WRITTEN TASK: Reproduce all of the lines below verbatim, without changing anything.

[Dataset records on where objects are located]
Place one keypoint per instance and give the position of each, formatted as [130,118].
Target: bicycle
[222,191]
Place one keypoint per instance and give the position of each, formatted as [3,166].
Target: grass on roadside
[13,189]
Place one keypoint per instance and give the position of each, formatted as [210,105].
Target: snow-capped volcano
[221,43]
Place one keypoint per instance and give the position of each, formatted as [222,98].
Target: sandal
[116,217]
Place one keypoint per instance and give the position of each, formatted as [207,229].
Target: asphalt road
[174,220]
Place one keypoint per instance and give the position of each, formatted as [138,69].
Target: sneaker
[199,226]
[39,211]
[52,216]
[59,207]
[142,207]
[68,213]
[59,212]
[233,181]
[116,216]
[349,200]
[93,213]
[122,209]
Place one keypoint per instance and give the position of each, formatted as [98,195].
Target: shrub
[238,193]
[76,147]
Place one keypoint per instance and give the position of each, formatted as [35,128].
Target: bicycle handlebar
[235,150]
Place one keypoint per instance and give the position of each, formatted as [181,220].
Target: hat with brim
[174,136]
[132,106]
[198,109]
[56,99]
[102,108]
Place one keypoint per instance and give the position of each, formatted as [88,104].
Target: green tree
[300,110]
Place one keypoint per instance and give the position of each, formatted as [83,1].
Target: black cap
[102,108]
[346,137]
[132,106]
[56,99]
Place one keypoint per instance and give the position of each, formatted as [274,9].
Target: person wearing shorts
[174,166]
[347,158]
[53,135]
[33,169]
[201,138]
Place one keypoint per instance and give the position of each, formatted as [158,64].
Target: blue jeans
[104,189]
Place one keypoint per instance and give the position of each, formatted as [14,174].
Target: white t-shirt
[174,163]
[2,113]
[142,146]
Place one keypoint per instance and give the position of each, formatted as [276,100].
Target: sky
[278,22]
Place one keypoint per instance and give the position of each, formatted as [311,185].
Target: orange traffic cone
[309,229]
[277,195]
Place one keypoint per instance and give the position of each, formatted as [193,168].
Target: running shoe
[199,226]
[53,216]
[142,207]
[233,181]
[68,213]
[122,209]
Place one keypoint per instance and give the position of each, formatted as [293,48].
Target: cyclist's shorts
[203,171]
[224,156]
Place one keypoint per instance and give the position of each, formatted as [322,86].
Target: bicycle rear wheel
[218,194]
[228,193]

FINISHED ANSWER:
Place one keypoint per instance and give the position of each, formatted as [130,118].
Target: bicycle
[222,191]
Place one keypoint per instance and give the position of each, formatted as [3,166].
Target: grass on roadside
[13,189]
Place one keypoint per instance and give the position of each, formatted as [210,105].
Target: snow-capped volcano
[221,43]
Place one keypoint per instance and give the position of each, formatted as [222,98].
Target: sandal
[116,217]
Place one keypoint per instance and give the position of each, formatted as [207,229].
Target: asphalt road
[174,220]
Place one keypoint per instance and give the position of each, formatted as [138,69].
Target: sneaker
[199,226]
[39,211]
[52,216]
[59,207]
[142,207]
[68,213]
[59,212]
[233,181]
[116,216]
[349,200]
[93,213]
[122,209]
Place one keypoint per instance and give the position of each, formatted as [98,195].
Target: shrub
[238,193]
[76,147]
Place one keypoint per instance and give the position of each, formatted as [35,128].
Target: bicycle handlebar
[235,150]
Place one keypoint per instance and give the position of each, formatted as [181,220].
Target: hat with brim
[174,136]
[132,106]
[198,109]
[56,99]
[102,108]
Place one keypoint per instance and give the position of each, formatted as [88,104].
Target: green tree
[300,110]
Place one keypoint per instance and give the position of each, formatted as [83,1].
Target: black cap
[102,108]
[346,137]
[132,106]
[56,99]
Place one keypoint per instance and give the position of each, formatted as [274,9].
Target: person wearing shorts
[174,166]
[347,158]
[53,135]
[33,169]
[201,138]
Place one keypoint per instance and give the position of each, formatted as [158,64].
Target: blue jeans
[104,189]
Place one keypoint per instance and give the position of each, formatted as [14,174].
Target: white t-shirt
[174,163]
[2,113]
[142,146]
Place one keypoint per instance and give the position of each, formatted as [276,100].
Target: sky
[278,22]
Place one keypoint per instance and give the position of each, formatted as [311,185].
Target: orange traffic cone
[309,229]
[277,195]
Place one keypoint per instance and give the position of each, formatted as [193,168].
Target: running shoe
[199,226]
[53,216]
[142,207]
[233,181]
[68,213]
[122,209]
Place one keypoint per instance and give the position of each, formatted as [293,48].
Target: cyclist's shorts
[203,171]
[224,156]
Place one keypoint per instance and give the position of each, formatted as [322,86].
Target: bicycle rear wheel
[218,194]
[228,193]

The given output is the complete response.